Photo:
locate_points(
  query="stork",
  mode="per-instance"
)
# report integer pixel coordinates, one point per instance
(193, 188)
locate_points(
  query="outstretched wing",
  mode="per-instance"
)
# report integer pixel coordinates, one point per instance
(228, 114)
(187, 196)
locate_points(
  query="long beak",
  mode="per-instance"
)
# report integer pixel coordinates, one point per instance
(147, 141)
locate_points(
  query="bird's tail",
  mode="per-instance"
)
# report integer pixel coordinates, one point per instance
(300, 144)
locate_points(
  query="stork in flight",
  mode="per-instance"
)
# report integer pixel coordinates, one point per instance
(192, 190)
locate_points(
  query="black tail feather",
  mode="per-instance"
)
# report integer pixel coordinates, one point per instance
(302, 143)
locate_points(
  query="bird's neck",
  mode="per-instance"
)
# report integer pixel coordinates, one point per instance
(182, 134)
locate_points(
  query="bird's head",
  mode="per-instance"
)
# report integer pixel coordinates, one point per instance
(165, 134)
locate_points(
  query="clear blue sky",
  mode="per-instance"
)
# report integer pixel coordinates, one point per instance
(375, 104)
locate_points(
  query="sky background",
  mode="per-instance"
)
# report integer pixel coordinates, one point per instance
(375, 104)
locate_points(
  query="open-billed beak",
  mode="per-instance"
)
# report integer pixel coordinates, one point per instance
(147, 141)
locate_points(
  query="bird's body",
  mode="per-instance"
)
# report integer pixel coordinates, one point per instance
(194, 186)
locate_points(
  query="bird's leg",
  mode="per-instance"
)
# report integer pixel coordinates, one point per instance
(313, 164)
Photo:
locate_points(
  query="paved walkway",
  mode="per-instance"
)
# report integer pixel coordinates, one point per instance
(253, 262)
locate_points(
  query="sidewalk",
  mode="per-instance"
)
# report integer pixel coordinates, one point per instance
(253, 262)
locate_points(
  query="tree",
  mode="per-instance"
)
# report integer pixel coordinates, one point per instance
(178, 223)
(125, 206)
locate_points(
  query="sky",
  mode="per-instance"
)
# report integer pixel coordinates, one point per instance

The task> Repeat the records above exactly.

Finished answer>
Photo:
locate_points(
  query="stork",
  mode="per-instance"
)
# report integer pixel coordinates, one point per instance
(193, 188)
locate_points(
  query="outstretched wing",
  mode="per-instance"
)
# report integer pixel coordinates, one point per instance
(228, 114)
(187, 196)
locate_points(
  query="long beak",
  mode="per-instance"
)
# report integer pixel coordinates, one point per instance
(147, 141)
locate_points(
  query="bird's tail",
  mode="per-instance"
)
# report integer pixel coordinates, one point per instance
(300, 144)
locate_points(
  query="stork in flight",
  mode="per-instance"
)
# report integer pixel coordinates, one point per instance
(192, 190)
locate_points(
  query="black tail feather",
  mode="per-instance"
)
# report integer pixel coordinates, one point per instance
(302, 143)
locate_points(
  query="bird's neck",
  mode="per-instance"
)
# report integer pixel coordinates, one point per instance
(182, 134)
locate_points(
  query="bird's head",
  mode="per-instance"
)
# report integer pixel coordinates, one point per instance
(165, 134)
locate_points(
  query="clear blue sky",
  mode="per-instance"
)
# report integer pixel coordinates, one point per instance
(375, 104)
locate_points(
  query="sky background",
  mode="per-instance"
)
# report integer pixel coordinates, one point per instance
(375, 104)
locate_points(
  query="open-billed beak",
  mode="per-instance"
)
# report integer pixel coordinates, one point per instance
(147, 141)
locate_points(
  query="bird's body",
  mode="per-instance"
)
# report integer pixel coordinates, one point per instance
(194, 186)
locate_points(
  query="bird's leg",
  mode="per-instance"
)
# report integer pixel coordinates, one point per instance
(313, 164)
Photo:
locate_points(
  query="paved walkway",
  mode="per-instance"
)
# report integer pixel coordinates, one point per instance
(253, 262)
locate_points(
  query="sidewalk",
  mode="per-instance"
)
# report integer pixel coordinates, one point per instance
(253, 262)
locate_points(
  query="tree",
  mode="per-instance"
)
# report integer pixel coordinates, one point per instance
(178, 223)
(125, 206)
locate_points(
  query="sky",
  mode="per-instance"
)
# report integer pixel coordinates, one point per instance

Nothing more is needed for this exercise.